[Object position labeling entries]

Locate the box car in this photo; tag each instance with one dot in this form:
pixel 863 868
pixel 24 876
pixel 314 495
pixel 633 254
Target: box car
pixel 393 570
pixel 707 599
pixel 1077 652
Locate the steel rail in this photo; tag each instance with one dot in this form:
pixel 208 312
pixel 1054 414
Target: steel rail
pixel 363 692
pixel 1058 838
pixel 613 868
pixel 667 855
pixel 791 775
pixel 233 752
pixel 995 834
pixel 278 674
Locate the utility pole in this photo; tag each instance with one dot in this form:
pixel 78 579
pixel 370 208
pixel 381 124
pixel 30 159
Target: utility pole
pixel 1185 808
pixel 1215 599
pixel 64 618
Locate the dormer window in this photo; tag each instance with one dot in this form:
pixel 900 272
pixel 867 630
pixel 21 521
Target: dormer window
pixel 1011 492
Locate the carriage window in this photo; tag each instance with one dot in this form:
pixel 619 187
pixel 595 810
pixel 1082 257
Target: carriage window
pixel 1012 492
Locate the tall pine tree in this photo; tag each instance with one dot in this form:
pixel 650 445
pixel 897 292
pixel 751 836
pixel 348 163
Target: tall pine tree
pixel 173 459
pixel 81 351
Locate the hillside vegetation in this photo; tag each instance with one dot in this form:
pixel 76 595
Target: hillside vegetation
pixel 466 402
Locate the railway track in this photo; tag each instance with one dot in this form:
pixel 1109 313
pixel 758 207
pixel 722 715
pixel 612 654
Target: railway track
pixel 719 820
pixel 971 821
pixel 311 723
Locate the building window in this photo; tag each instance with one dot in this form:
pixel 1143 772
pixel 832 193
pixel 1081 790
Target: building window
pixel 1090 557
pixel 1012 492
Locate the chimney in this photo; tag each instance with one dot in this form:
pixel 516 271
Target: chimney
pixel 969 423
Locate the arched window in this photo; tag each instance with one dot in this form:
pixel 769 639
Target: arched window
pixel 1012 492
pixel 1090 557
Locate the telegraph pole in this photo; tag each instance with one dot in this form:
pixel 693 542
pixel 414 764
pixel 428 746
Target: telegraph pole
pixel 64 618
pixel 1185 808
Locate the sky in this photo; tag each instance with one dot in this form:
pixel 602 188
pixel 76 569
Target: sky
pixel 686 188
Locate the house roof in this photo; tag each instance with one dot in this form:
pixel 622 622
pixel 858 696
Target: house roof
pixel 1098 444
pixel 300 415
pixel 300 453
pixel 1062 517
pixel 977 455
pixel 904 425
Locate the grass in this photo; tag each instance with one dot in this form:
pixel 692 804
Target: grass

**INSTRUCTION:** Reproduce the lines above word for word.

**OUTPUT OF THE EXERCISE:**
Locate the box car in this photo; tag each instance with one dot in this form:
pixel 863 868
pixel 24 876
pixel 314 495
pixel 633 254
Target: box car
pixel 393 570
pixel 707 599
pixel 1077 652
Locate the steel rail in this photo; tag each instance with one dot in this form:
pixel 208 312
pixel 1054 414
Target: steel rail
pixel 363 692
pixel 1058 838
pixel 613 868
pixel 667 855
pixel 791 775
pixel 233 752
pixel 995 834
pixel 278 674
Locate the utility pole in this photo; tag each instance with one dot in this form:
pixel 78 579
pixel 370 208
pixel 381 124
pixel 30 159
Target: utility pole
pixel 1185 808
pixel 1215 599
pixel 64 618
Locate the dormer window in this photo; tag each instance with one dot in this form:
pixel 900 272
pixel 867 630
pixel 21 521
Target: dormer window
pixel 1011 492
Locate the carriage window in this photo; tag each instance with one dot in this form:
pixel 619 187
pixel 595 810
pixel 1082 257
Target: carriage window
pixel 1012 492
Locate the tall pine tree in this photo; tag each instance with one dot in this form:
pixel 650 445
pixel 897 292
pixel 751 836
pixel 348 163
Target: tall pine tree
pixel 173 459
pixel 81 351
Locate the hillside vegetation in this photo; tag each instance with one dot in this form:
pixel 76 595
Target: hillside vegetation
pixel 466 402
Locate the railway track in this photo; tag each instance with one dot in this form:
pixel 1109 313
pixel 758 207
pixel 722 715
pixel 612 654
Target: railway track
pixel 719 820
pixel 971 821
pixel 311 723
Locate the building window in this photo; tag each instance with one dot in this form:
pixel 1143 772
pixel 832 193
pixel 1081 790
Target: building window
pixel 1090 557
pixel 1012 492
Locate the chimney in this photo; tag each instance with one dot in this form:
pixel 516 271
Target: chimney
pixel 969 423
Locate the arched window in this photo; tag each instance with one dot in this form:
pixel 769 639
Target: arched window
pixel 1012 492
pixel 1090 557
Locate the telegraph pole in this photo; tag each instance with one dot in this form:
pixel 693 542
pixel 414 764
pixel 428 746
Target: telegraph pole
pixel 64 618
pixel 1185 808
Locate the sky in this photo; tag each instance with one dot in this form:
pixel 602 188
pixel 76 569
Target: sky
pixel 686 188
Locate the house roof in this photo; tag each instance with one dot in this form:
pixel 622 622
pixel 858 696
Target: house roof
pixel 1098 444
pixel 300 415
pixel 300 453
pixel 1062 517
pixel 977 455
pixel 904 425
Locate the grass in this photo; tag each instance with one dot in this form:
pixel 692 804
Target: grass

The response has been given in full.